Directions
Omit the images, then print each record below exactly as it reads.
- - -
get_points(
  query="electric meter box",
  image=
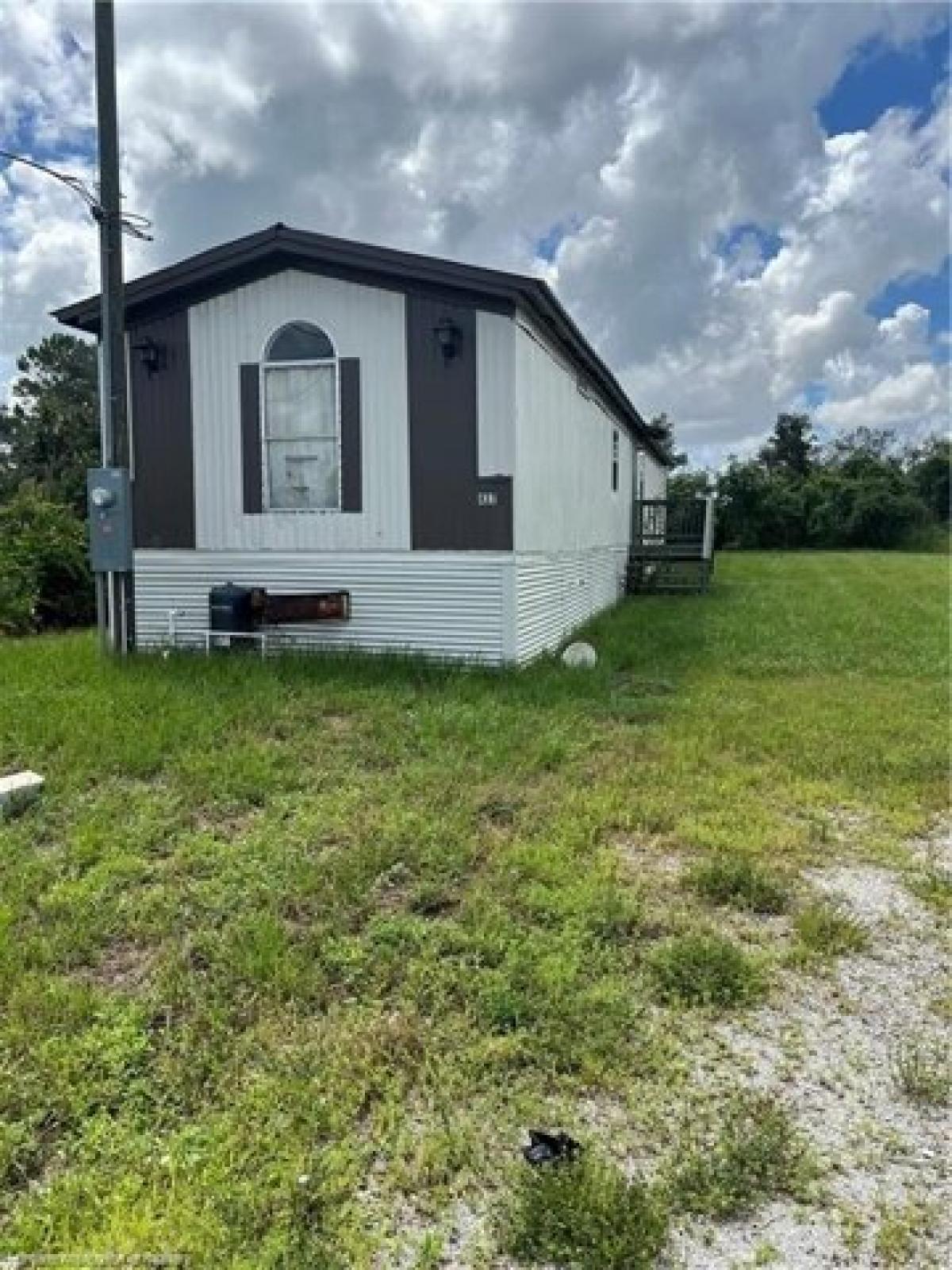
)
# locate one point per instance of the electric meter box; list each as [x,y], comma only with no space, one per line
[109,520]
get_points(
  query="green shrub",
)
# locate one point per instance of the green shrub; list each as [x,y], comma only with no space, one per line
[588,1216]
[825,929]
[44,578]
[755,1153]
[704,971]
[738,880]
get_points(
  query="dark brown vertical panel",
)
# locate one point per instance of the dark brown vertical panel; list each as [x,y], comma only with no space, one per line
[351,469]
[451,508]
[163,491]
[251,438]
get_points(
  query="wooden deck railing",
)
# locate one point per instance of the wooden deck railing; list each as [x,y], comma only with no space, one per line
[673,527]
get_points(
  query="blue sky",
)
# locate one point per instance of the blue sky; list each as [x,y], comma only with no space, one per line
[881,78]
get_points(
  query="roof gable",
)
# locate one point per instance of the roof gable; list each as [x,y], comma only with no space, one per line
- - -
Output for this task
get_points(
  query="electric meter box",
  image=
)
# locate one point per instance of the electric meter box; list each as [x,y], comma only with no space, one per line
[109,520]
get_points(
  query="green shrub",
)
# locate one point per instance of the green shrub; list each as [x,y], comma only with no space, one per line
[588,1216]
[825,929]
[44,578]
[755,1153]
[704,971]
[738,880]
get_points(
  query="dark brown vertical panel",
)
# locate one point per instance of the dark brown vertical panel; list each as [x,y], comma only with no space, one per line
[351,469]
[451,508]
[163,491]
[251,438]
get_points(
  query="wooden deck railing",
)
# locate one point per instance of the wooden deck railing; list each as [x,y], comma only with no space, one per line
[673,527]
get_points(
  query="blue sky",
)
# locate one point per instance of the blue sky; list each as [x,y], comma only with no space, one per line
[881,78]
get_points(
  query="roof gable",
)
# locate one point per instance of the roof gable; list each as [x,y], comma only with no space, one per line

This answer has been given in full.